What to do: Arrange every line of the entries below as a Markdown table with the columns Row and Line, numbering the lines in order and skipping blank ones. Leave the pictures out of the table.

::: Material

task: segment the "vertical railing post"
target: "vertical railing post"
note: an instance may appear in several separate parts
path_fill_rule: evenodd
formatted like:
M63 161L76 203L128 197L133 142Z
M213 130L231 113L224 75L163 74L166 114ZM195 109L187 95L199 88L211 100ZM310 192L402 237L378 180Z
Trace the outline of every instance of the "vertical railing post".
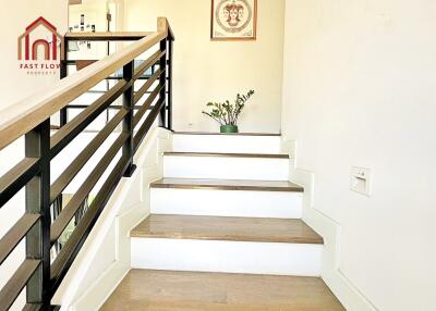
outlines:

::::::

Finished exercise:
| Row | Line |
|---|---|
| 1 | task: segment the "vertical railing post" |
| 2 | target: "vertical railing post" |
| 3 | note: an instance may appear in several separate parts |
| 4 | path_fill_rule: evenodd |
| 5 | formatted like: |
| 6 | M63 161L76 203L128 197L133 142Z |
| 7 | M213 130L231 113L224 75L163 74L166 114ZM195 109L187 95L199 88L211 100ZM310 192L402 237L378 180Z |
| 8 | Trace the outline of every instance of the "vertical railing post". |
| 9 | outlines: |